- EXERCISE DIRECTIONS -
Carry on the reading and listening recommendations below, starting right after their last sentence.

- TEXT EXCERPT -
■ ■ ■ ■ ■ ■ ■
Cork Dork: A Wine-Fueled Adventure Among the Obsessive Sommeliers, Big Bottle Hunters, and Rogue Scientists Who Taught Me to Live for Taste: An interesting first-hand look at the world of fine wine and the strange people who exist there.
From Strength to Strength: Finding Success, Happiness, and Deep Purpose in the Second Half of Life: A lovely look at how our strengths change as wel get old. We move from creativity to wisdom, and how our careers and passions need to change along with that in order for us to reach our full potential in the last third of life.
Inconspicuous Consumption is a newsletter about noticing and investigating the weird details of life. It’s always interesting.
Finally, I have bought a paid subscription to Ground News, which is a news source that evaluates bias in other sources. The subscription is worth it, if only to support the work they’re doing.
Listening
This guy playing the New Orleans Saints theme on violin at a wedding in (I presume) New Orleans, is just amazing. Beyond the music, which is fantastic, everyone in the wedding party looks so good, and there’s just such an incredible sense of… joy there with people dancing their way through the frame. (I love the old guys. One of them in particular has great knees…) I watch this video over and over. I wish I could have been there. (The violinist has a channel that’s worth subscribing to.)
I don’t know how I was reminded of it, but Little Lion Man by Mumford and Sons is pretty good.
■ ■ ■ ■ ■ ■ ■
- THE DATA -

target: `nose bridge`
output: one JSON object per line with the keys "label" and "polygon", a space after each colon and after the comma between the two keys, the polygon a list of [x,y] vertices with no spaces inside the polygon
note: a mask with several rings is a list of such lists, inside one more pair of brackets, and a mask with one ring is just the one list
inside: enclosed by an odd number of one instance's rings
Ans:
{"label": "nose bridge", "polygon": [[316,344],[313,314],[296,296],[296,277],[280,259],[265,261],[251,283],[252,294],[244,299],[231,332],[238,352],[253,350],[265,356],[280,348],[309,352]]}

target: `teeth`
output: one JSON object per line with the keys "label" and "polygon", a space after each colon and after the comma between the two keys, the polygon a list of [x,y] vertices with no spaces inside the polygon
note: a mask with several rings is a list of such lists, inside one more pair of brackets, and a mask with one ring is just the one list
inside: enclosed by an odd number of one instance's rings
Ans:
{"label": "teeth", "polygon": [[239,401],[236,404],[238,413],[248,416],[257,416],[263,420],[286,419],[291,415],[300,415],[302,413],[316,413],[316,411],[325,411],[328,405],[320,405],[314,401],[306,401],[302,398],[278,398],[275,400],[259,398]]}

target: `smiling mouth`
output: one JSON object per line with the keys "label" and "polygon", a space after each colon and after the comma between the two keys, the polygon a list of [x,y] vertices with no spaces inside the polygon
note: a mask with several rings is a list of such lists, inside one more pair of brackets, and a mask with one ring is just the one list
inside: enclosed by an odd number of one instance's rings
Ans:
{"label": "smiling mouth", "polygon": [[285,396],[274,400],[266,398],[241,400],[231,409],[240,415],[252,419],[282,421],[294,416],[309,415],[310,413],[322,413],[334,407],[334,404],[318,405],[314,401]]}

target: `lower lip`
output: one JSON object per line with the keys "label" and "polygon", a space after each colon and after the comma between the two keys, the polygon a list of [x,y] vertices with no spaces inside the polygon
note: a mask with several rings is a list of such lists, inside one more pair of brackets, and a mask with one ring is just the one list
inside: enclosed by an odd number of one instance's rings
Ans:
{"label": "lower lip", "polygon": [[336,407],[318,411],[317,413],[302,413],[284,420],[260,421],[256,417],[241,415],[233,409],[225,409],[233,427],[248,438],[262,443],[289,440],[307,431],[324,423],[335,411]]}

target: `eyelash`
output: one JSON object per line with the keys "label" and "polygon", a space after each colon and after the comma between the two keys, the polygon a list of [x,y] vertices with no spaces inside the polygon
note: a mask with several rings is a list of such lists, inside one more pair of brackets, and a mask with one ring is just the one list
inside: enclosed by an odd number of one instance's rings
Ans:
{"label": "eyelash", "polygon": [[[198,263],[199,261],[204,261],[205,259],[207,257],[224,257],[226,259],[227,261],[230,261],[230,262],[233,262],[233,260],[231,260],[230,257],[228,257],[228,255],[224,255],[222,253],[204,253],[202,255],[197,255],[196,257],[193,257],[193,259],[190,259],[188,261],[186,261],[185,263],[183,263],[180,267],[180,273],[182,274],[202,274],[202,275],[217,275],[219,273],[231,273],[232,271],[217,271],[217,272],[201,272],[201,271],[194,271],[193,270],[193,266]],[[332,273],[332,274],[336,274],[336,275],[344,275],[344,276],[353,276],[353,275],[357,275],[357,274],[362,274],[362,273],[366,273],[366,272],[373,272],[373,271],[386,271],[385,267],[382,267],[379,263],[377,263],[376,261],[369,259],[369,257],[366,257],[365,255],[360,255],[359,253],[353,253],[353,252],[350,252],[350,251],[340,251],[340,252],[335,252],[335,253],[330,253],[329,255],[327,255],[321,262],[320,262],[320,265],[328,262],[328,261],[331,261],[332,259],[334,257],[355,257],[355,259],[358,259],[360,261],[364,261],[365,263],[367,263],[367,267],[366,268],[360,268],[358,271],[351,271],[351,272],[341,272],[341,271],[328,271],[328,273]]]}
■ ■ ■ ■ ■ ■ ■
- EXERCISE RESULT -
I got briefly obsessed with Raye. She’s a jazz(-ish) singer from the UK. She’s amazing. She just sang at the 2025 Grammys, and I’ll link to that, though everything she does is amazing.
I spent some time listening to Steely Dan for no apparent reason. It’s like weird yacht rock. Turns out there’s no guy named Dan.
I continue to love Girltalk, especially his All Day album, and this live concert from New York.
Flo and Joan are British musical comedians. They’re hilarious.
I have always loved The Revelation Song. Makes me cry sometimes.
Random Advice/Notes
My new job requires a Mac, so I’m using one for the first time in my life. It’s okay. Not as transformational as people say, but it’s not awful. It’s like Windows with different key combinations. The hardware quality is admittedly amazing, though, and battery life is insanely good (which is probably why it’s so heavy).
I bought a 150W charging block for my devices. Absolutely recommended. It charges things wildly fast – even just five minutes will give my phone an extra 20-30% (when plugged into it, my phone reports that “Super Fast Charging” is happening, which is a label I had never seen before). Really handy for between plane flights. Combine it with the longest charging cable you can buy, and it will change how you relate to your devices.
At 53-years-old, I’m weirdly the strongest I have ever been in my life. I deadlifted 455 pounds the other day, squatted 365 pounds (full squat, below parallel), and can bench press 275 pounds for 10 reps. My SBD (squat-bench-deadlift; the three movements of powerlifting) currently stands at 1,155.
I’ve started to pay for a couple AI services. I pay $20 for OpenAI, and $10 a month for GitHub Copilot. The former is good for research; the latter for code.
Speaking of paying for things – you won’t regret $12/month for YouTube Premium. I haven’t seen a YouTube ad in years.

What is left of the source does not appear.